| Consigne 1 |
Repérez dans les enregistrements ci-dessous chaque ligne qui contient le mot « window » et recopiez-la, en tenant compte de la casse.

| Extrait du texte |
☆ ☆ ☆

Un engagement dans la guerre civile 1793-1796
Fuyant Saint-Fulgent, on pense
qu’Étienne Benjamin Martineau s’est dirigé à Fontenay, où se trouvait son frère, administrateur du
département. Une fois sur place il y a fait partie du
comité de sûreté générale où, en août 1793, les autorités départementales
avaient placé des élus du 2e rang dont il faisait partie. Ce comité
était au courant des dossiers de police, faisait rechercher les suspects
importants, pouvait procéder aux interrogations et déférer à la cour militaire,
antichambre de la mort.
Sur ce point on ne peut pas répéter
qu’il interrogea des prisonniers originaires de Saint-Fulgent, faute de preuve. Certains historiens ont
pu le confondre dans ce rôle avec son frère, qui signe ses interrogatoires de
personnes de Saint-Fulgent de son titre « d’administrateur et commissaire
du département de la Vendée ». De plus, il fait précéder, dans sa
signature, son patronyme de la lettre « a » et de l’abrégé « Jbte »,
ce qui veut bien dire Ambroise Jean Baptiste (14). Néanmoins on trouve trace de
l’activité d’interrogateur de prisonniers d’Étienne Benjamin Martineau aussi à
Fontenay. Ce fut le cas notamment pour le notaire Charles René Marot, originaire de
Bazoges-en-Paillers, qui fut condamné à mort et exécuté (1).

☆ ☆ ☆

(Extraits de données d'annotation par points)
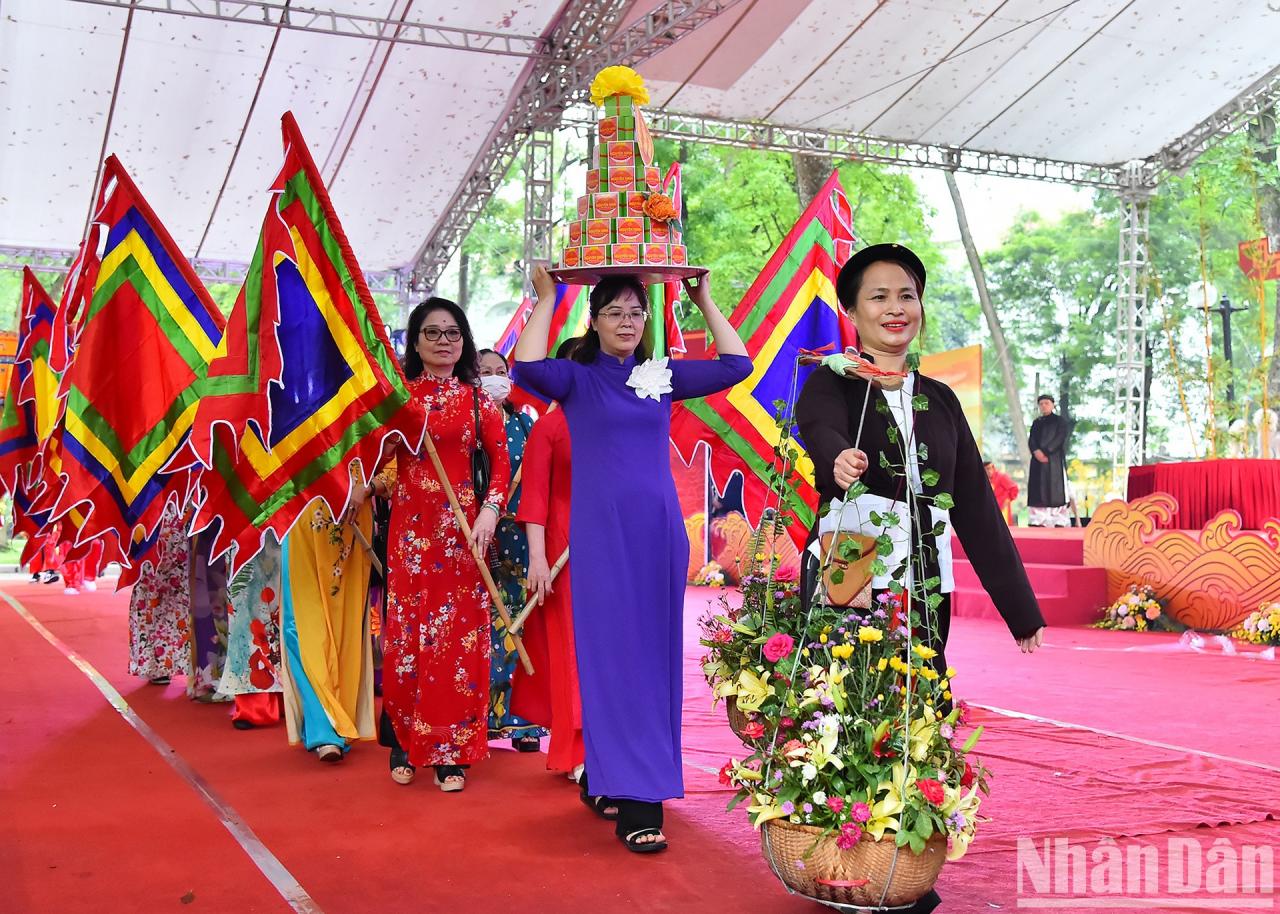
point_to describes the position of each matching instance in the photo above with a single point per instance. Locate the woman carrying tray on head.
(629, 552)
(913, 421)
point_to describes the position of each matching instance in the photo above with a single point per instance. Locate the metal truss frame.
(539, 199)
(343, 24)
(863, 147)
(1178, 155)
(55, 260)
(1130, 360)
(579, 49)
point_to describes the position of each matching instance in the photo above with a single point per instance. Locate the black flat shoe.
(632, 842)
(402, 772)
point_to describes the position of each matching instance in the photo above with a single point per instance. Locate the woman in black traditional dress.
(905, 420)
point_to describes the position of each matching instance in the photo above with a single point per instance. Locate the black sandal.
(638, 819)
(526, 744)
(632, 842)
(400, 763)
(600, 805)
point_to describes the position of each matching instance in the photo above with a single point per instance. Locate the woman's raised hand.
(700, 292)
(543, 283)
(850, 465)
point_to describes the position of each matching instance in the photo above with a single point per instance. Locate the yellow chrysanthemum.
(618, 81)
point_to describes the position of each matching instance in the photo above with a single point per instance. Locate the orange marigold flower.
(659, 208)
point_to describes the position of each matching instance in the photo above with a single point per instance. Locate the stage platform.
(1069, 593)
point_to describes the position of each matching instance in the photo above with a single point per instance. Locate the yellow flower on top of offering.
(618, 81)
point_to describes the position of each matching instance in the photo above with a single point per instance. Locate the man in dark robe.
(1046, 483)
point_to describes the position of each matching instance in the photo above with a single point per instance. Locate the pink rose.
(849, 836)
(932, 790)
(778, 647)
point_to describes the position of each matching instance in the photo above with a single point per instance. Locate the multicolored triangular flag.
(790, 306)
(306, 382)
(142, 348)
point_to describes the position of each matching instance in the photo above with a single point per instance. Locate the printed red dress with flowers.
(435, 657)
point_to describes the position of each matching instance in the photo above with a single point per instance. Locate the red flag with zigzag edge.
(306, 382)
(19, 432)
(149, 316)
(790, 306)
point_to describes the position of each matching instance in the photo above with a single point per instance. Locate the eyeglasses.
(433, 333)
(616, 315)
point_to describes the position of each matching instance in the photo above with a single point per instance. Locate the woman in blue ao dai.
(629, 552)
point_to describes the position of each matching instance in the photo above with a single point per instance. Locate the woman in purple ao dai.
(629, 552)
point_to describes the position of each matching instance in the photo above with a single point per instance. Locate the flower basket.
(871, 873)
(737, 720)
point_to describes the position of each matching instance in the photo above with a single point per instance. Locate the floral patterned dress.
(254, 626)
(511, 551)
(160, 606)
(435, 657)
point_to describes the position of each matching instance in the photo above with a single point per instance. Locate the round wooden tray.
(649, 275)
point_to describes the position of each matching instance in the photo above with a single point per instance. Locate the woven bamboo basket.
(865, 874)
(737, 720)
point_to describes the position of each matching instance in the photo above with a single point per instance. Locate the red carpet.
(97, 822)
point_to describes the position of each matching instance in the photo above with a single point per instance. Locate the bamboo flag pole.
(475, 553)
(533, 601)
(369, 549)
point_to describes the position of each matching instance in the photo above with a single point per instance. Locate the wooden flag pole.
(475, 553)
(369, 549)
(533, 601)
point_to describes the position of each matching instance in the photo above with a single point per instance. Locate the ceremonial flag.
(507, 341)
(19, 428)
(790, 306)
(142, 348)
(568, 319)
(306, 380)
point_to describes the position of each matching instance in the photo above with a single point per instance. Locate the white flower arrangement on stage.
(650, 379)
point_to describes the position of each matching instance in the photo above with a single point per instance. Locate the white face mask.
(497, 387)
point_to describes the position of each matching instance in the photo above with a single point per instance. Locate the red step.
(1057, 545)
(1068, 594)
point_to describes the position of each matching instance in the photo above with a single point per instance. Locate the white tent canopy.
(396, 127)
(392, 133)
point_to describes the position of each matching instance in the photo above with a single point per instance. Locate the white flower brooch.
(650, 379)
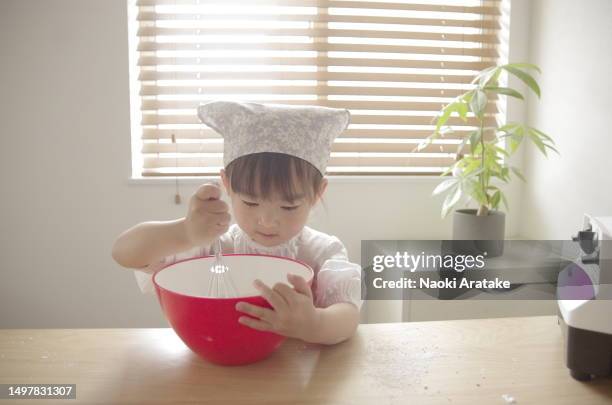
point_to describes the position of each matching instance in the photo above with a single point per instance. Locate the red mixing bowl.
(209, 326)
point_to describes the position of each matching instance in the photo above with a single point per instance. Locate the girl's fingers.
(262, 313)
(255, 323)
(300, 284)
(273, 297)
(286, 292)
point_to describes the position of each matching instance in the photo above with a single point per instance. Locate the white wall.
(65, 144)
(570, 41)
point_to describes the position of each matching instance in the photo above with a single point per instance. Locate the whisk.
(220, 284)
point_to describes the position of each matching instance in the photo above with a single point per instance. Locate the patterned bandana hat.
(306, 132)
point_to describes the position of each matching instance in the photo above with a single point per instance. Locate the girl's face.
(270, 221)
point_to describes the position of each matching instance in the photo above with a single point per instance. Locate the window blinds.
(393, 64)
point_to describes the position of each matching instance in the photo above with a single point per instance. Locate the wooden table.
(442, 362)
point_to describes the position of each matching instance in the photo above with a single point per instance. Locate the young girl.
(274, 158)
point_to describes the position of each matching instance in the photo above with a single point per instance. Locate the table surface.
(440, 362)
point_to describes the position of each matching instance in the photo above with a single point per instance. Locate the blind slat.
(449, 8)
(320, 18)
(296, 90)
(335, 160)
(155, 104)
(186, 149)
(318, 47)
(154, 119)
(153, 75)
(205, 133)
(318, 33)
(394, 65)
(316, 61)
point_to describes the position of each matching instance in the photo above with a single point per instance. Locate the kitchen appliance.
(584, 296)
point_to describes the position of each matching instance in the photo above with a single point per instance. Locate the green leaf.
(495, 199)
(525, 78)
(474, 140)
(476, 192)
(484, 74)
(505, 91)
(462, 145)
(445, 186)
(487, 76)
(505, 201)
(515, 142)
(478, 102)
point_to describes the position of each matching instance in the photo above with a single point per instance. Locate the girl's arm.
(335, 323)
(149, 242)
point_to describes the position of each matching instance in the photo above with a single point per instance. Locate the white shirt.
(336, 278)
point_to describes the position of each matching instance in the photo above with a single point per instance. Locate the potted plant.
(482, 156)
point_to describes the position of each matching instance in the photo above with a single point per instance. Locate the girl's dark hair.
(261, 174)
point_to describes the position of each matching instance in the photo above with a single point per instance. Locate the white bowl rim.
(310, 270)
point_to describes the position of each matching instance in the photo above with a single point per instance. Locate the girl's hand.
(293, 314)
(207, 216)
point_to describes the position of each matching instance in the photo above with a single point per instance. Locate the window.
(393, 64)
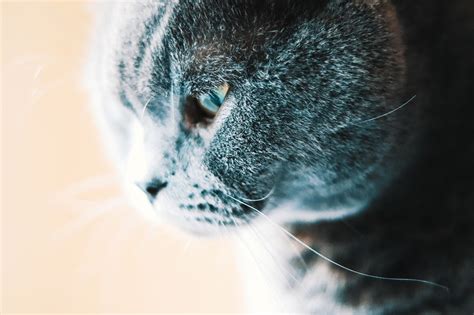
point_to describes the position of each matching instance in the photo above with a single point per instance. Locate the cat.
(347, 125)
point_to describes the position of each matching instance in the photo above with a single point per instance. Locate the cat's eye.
(211, 102)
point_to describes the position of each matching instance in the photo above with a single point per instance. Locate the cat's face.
(211, 105)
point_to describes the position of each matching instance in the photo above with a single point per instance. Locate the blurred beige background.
(70, 243)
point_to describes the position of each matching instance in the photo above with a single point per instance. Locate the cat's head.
(210, 106)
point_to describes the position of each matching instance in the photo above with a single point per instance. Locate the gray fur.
(306, 80)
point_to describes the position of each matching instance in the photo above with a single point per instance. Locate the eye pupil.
(211, 101)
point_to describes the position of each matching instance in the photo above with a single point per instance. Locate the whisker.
(332, 261)
(384, 115)
(260, 199)
(83, 186)
(87, 217)
(275, 260)
(145, 107)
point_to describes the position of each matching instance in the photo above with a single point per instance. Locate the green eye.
(211, 102)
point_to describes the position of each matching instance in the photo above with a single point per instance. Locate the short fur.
(311, 82)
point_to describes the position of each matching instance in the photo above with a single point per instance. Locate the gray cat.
(349, 123)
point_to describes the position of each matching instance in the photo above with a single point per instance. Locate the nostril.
(152, 188)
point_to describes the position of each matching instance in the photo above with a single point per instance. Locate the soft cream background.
(69, 242)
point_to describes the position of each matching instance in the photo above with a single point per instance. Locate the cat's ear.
(372, 3)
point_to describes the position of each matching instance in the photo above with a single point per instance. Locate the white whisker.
(87, 217)
(145, 107)
(260, 199)
(332, 261)
(386, 114)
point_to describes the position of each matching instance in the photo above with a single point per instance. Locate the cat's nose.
(152, 188)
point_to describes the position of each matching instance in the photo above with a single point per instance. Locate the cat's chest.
(276, 280)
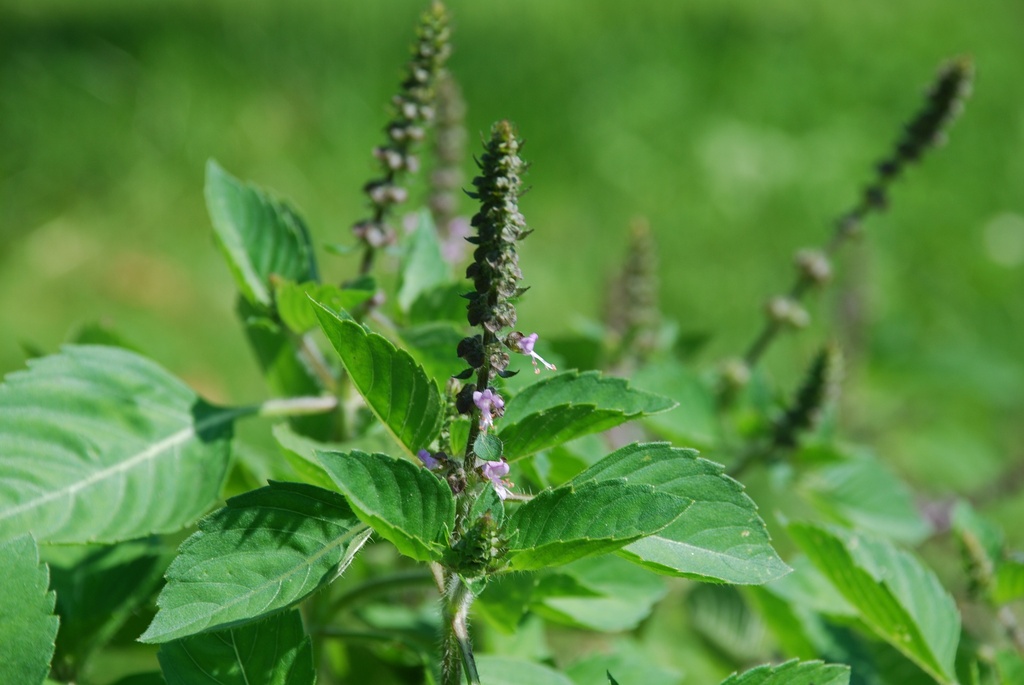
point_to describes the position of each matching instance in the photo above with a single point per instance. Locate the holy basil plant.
(422, 440)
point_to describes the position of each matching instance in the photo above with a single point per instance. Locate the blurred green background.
(738, 129)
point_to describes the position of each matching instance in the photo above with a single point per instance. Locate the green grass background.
(738, 129)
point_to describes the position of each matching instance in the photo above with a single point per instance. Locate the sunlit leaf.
(263, 552)
(396, 389)
(258, 236)
(576, 521)
(29, 627)
(896, 596)
(275, 651)
(793, 673)
(100, 444)
(719, 536)
(402, 502)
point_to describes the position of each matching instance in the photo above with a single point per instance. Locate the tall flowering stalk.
(414, 111)
(943, 102)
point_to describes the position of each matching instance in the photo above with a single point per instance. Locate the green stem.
(292, 407)
(458, 651)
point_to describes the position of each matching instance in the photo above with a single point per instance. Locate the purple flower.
(496, 472)
(526, 347)
(428, 460)
(491, 404)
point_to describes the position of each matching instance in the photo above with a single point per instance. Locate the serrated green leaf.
(861, 493)
(567, 405)
(793, 673)
(694, 422)
(263, 552)
(100, 444)
(258, 236)
(396, 389)
(296, 310)
(509, 671)
(576, 521)
(29, 627)
(584, 388)
(423, 267)
(403, 503)
(616, 595)
(719, 537)
(275, 651)
(896, 596)
(98, 593)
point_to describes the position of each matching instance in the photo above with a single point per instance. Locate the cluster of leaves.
(107, 460)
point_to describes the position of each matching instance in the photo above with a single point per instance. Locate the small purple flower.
(526, 347)
(491, 404)
(496, 472)
(428, 460)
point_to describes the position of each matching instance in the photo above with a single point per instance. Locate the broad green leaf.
(402, 502)
(719, 536)
(862, 494)
(297, 311)
(263, 552)
(97, 593)
(568, 405)
(29, 627)
(584, 388)
(423, 267)
(258, 236)
(509, 671)
(1009, 581)
(694, 421)
(576, 521)
(721, 615)
(793, 673)
(628, 661)
(616, 595)
(100, 444)
(269, 652)
(396, 389)
(896, 596)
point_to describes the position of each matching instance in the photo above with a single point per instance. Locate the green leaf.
(584, 388)
(297, 311)
(721, 615)
(793, 673)
(263, 552)
(719, 537)
(1009, 582)
(576, 521)
(694, 422)
(270, 652)
(97, 593)
(862, 494)
(100, 444)
(258, 236)
(487, 446)
(509, 671)
(616, 595)
(404, 503)
(29, 627)
(568, 405)
(396, 389)
(423, 266)
(896, 596)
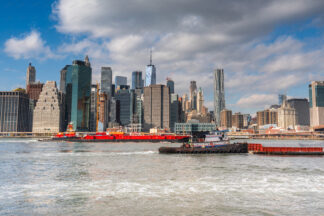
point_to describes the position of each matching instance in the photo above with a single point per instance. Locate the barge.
(119, 137)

☆ ☆ ☆

| Consigne 2 |
Poursuivez l'extrait sur Étienne Benjamin Martineau ci-dessus à la suite de sa dernière phrase.

| Réponse 1 |
point_to describes the position of each matching instance in the photo above with a single point per instance. Locate the window blinds.
point_to describes the position of each matching instance in the photo above with a single point per instance. Locate the window.

| Réponse 2 |
Il faut aussi évoquer « l’affaire
des charmilles ». C’était le nom d’une allée qui bordait « le Verger de
la Menaudière » appartenant à Simon Charles Guyet, beau-père de
Martineau, vers l’ouest de sa maison, qui était située au milieu du bourg de Saint-Fulgent (derrière l'actuelle mairie).
Longtemps après la fin de la guerre de Vendée, des témoignages
rappelaient les
tortures d’insurgés vendéens qui s’y déroulèrent avant leur mise à mort. Les
cris s’entendaient à travers le bourg (15). Contrairement à ce qui a pu être
dit, le propriétaire des lieux n’y fut pour rien, ayant été lui-même massacré
au début de la guerre. Mais son gendre ? L'historien Maurice Maupilier pense qu’il revint à Saint-Fulgent
après la pacification de Hoche et qu’il n’y fut probablement pas impliqué. On peut mettre en doute
cette opinion, car sous la protection de l’armée à partir de l’automne 1793, il
a pu venir faire des séjours à Saint-Fulgent. On
soupçonne en revanche plus vraisemblablement des tortures par la troupe stationnée à Saint-Fulgent. Mais que cette
propriété ait servi à cela est difficilement contestable. C’est d’ailleurs dans
cette maison de son beau-père qu’il logeait probablement, quand il venait de
Luçon à Saint-Fulgent après 1796. Et cette "affaire
des charmilles" a dû compter beaucoup pour la postérité.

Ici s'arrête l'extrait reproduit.